§ **Entries**
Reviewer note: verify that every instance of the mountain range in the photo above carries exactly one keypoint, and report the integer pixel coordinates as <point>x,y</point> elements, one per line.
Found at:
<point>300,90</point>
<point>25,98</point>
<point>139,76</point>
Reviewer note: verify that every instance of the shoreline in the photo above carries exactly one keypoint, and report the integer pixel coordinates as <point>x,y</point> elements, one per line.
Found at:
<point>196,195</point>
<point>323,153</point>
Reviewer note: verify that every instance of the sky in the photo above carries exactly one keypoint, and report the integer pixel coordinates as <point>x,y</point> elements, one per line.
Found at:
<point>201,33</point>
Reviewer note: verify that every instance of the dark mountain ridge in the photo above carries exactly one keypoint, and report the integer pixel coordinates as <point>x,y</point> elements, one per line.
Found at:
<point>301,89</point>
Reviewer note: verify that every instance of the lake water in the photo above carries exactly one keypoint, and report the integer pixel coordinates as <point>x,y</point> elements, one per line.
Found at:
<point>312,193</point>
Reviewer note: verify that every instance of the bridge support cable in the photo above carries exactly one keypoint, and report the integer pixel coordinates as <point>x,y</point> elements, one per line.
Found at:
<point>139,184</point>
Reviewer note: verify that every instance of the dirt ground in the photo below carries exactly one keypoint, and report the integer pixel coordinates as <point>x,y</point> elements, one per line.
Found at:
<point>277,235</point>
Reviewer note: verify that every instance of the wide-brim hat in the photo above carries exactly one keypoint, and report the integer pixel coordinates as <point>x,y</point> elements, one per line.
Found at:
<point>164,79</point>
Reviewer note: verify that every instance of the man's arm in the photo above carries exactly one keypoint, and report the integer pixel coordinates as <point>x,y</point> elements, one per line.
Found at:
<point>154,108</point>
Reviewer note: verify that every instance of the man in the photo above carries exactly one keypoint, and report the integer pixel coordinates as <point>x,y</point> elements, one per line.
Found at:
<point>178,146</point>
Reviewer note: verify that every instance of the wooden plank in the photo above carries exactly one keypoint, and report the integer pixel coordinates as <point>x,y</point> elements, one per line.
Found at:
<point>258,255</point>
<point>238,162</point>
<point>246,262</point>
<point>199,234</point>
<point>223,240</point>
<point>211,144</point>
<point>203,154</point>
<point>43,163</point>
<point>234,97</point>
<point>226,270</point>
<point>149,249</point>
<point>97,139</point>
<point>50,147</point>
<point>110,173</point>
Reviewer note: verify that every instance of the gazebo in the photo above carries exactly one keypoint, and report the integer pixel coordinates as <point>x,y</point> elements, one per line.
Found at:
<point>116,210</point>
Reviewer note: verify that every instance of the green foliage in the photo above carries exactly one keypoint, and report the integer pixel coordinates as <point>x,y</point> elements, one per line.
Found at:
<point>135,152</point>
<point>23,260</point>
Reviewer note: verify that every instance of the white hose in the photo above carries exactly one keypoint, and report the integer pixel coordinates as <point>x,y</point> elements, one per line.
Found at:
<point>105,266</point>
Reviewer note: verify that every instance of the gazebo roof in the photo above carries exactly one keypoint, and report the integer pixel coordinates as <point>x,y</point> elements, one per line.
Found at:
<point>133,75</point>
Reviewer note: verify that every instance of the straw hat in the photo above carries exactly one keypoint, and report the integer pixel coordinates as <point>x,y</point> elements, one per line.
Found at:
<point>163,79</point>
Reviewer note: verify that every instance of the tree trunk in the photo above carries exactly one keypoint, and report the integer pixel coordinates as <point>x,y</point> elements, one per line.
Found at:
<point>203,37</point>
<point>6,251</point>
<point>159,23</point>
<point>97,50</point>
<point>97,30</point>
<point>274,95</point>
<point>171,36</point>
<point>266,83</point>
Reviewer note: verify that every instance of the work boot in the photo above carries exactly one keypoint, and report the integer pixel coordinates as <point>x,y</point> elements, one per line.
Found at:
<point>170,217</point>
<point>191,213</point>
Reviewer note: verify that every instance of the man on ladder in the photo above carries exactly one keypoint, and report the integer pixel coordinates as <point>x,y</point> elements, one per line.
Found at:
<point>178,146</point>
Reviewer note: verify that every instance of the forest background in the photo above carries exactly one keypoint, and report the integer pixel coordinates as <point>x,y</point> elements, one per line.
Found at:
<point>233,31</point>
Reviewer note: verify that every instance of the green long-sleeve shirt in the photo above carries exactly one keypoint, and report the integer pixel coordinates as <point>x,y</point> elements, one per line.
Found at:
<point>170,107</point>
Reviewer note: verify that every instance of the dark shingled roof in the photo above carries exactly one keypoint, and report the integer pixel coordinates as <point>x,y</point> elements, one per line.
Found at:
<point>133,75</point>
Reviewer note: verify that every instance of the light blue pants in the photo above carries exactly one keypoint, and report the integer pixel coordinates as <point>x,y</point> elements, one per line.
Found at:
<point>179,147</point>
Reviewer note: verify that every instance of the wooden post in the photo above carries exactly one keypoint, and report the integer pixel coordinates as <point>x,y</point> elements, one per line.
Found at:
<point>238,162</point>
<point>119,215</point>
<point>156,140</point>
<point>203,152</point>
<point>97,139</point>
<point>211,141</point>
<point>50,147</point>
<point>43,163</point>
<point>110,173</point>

§ **Aim**
Lay out every line of the items above as a numbered list, leaving out any blank lines.

§ **Problem solution**
1. Reviewer note: verify that every instance of the mountain range in the photo above carries exactly one keypoint, and report the integer pixel coordinates as <point>x,y</point> elements, one per line.
2. Found at:
3. <point>300,90</point>
4. <point>25,98</point>
5. <point>139,76</point>
6. Reviewer note: verify that every instance of the shoreline in the photo above carries exactly one keypoint, and report the integer pixel coordinates as <point>x,y</point> elements, one per line.
7. Found at:
8. <point>196,195</point>
9. <point>323,153</point>
10. Reviewer note: verify that every instance of the sky in the photo above carries exactly one keypoint, and report the integer pixel coordinates as <point>x,y</point> elements, one per line.
11. Found at:
12. <point>201,33</point>
13. Reviewer note: verify that every instance of the dark mountain ridge in the photo above carries exactly one keypoint, and report the integer pixel coordinates as <point>x,y</point> elements, one per line.
14. Found at:
15. <point>301,89</point>
16. Reviewer note: verify that every instance of the lake water in the photo above carries exactly one keypoint, and report the integer pixel coordinates as <point>x,y</point> elements, one per line.
17. Found at:
18. <point>312,193</point>
19. Reviewer note: verify that every instance of the bridge support cable in the photo above carries exactly one keypoint, and report the integer pixel coordinates as <point>x,y</point> elements, one per line.
20. Found at:
21. <point>139,184</point>
22. Reviewer note: verify that every instance of the dirt ground in the photo below carries exactly one keypoint, and report the integer pixel coordinates as <point>x,y</point> elements, one per line.
23. Found at:
24. <point>277,235</point>
25. Reviewer note: verify that every instance of the wide-brim hat in the photo above carries exactly one keypoint, and report the integer pixel coordinates as <point>x,y</point> elements, one per line.
26. Found at:
27. <point>164,79</point>
28. Reviewer note: verify that every instance of the man's arm in the photo above carries exactly one keypoint, and report the integer pixel coordinates as <point>x,y</point> elements, one per line.
29. Found at:
30. <point>154,108</point>
31. Reviewer note: verify that every instance of the man in the photo above carries exactly one keypoint, and report the integer pixel coordinates as <point>x,y</point> elements, one per line.
32. Found at:
33. <point>178,146</point>
34. Reviewer note: verify that every instance of the wooden plank in the photo above carries exactly one keypoint, and report the integer pixel coordinates as <point>x,y</point> elements, one per line.
35. Found at:
36. <point>258,255</point>
37. <point>238,162</point>
38. <point>246,262</point>
39. <point>199,234</point>
40. <point>223,240</point>
41. <point>211,144</point>
42. <point>203,154</point>
43. <point>43,163</point>
44. <point>234,97</point>
45. <point>226,270</point>
46. <point>149,249</point>
47. <point>97,139</point>
48. <point>50,147</point>
49. <point>110,173</point>
50. Reviewer note: verify that every instance of the gazebo in the photo above carries exactly one keypoint, and report the integer pixel coordinates as <point>x,y</point> elements, one per line.
51. Found at:
52. <point>116,210</point>
53. Reviewer note: verify that every instance of the green foliage in the photo above carries exactly one keypoint, and report the integer pixel coordinates as <point>x,y</point> elements, one per line.
54. Found at:
55. <point>135,152</point>
56. <point>23,260</point>
57. Reviewer note: verify that every instance of the white hose in the photo above carries exactly one keypoint, and report the integer pixel coordinates as <point>x,y</point> elements, one per line.
58. Found at:
59. <point>105,266</point>
60. Reviewer note: verify that every instance of the gazebo roof in the photo above carries exactly one keypoint, and report the integer pixel coordinates as <point>x,y</point> elements, one per line.
61. Found at:
62. <point>133,75</point>
63. Reviewer note: verify that every instance of the straw hat in the photo above carries exactly one keypoint, and report the integer pixel coordinates as <point>x,y</point> elements, one per line.
64. Found at:
65. <point>163,79</point>
66. Reviewer note: verify that every instance of the tree trunk in the photo above carries exactly one keypoint, and report the integer pixel coordinates as <point>x,y</point> elements, one per line.
67. Found at:
68. <point>203,37</point>
69. <point>6,251</point>
70. <point>159,23</point>
71. <point>97,50</point>
72. <point>97,30</point>
73. <point>274,95</point>
74. <point>171,36</point>
75. <point>266,83</point>
76. Reviewer note: verify that every instance of the work boot in the photo above carries exactly one keypoint, and report the integer pixel coordinates as <point>x,y</point> elements, one per line.
77. Found at:
78. <point>170,217</point>
79. <point>191,213</point>
80. Reviewer note: verify that every instance of the man on ladder in the photo above carries exactly one keypoint, and report the integer pixel coordinates as <point>x,y</point> elements, one per line.
81. Found at:
82. <point>178,146</point>
83. Reviewer note: verify that every instance of the forest background in the photo above carries exactly one keypoint, and report the integer pixel coordinates as <point>x,y</point> elements, one per line.
84. Found at:
85. <point>233,31</point>
86. Reviewer note: verify that every instance of the green long-sleeve shirt in the photo above carries exactly one keypoint, and report the integer pixel coordinates as <point>x,y</point> elements, one per line.
87. Found at:
88. <point>170,107</point>
89. Reviewer note: verify that every instance of the dark shingled roof in the photo above carries exactly one keypoint, and report the integer pixel coordinates as <point>x,y</point> elements, one per line.
90. Found at:
91. <point>133,75</point>
92. Reviewer note: verify that every instance of the light blue pants in the photo above carries exactly one keypoint, and report the integer pixel coordinates as <point>x,y</point> elements, one per line.
93. Found at:
94. <point>179,147</point>
95. Reviewer note: verify that every instance of the wooden post in the photo above carries exactly one keypoint, and report the integer pixel coordinates as <point>x,y</point> elements, one per line.
96. Found at:
97. <point>238,162</point>
98. <point>119,215</point>
99. <point>156,140</point>
100. <point>203,152</point>
101. <point>97,139</point>
102. <point>211,141</point>
103. <point>50,147</point>
104. <point>43,163</point>
105. <point>110,173</point>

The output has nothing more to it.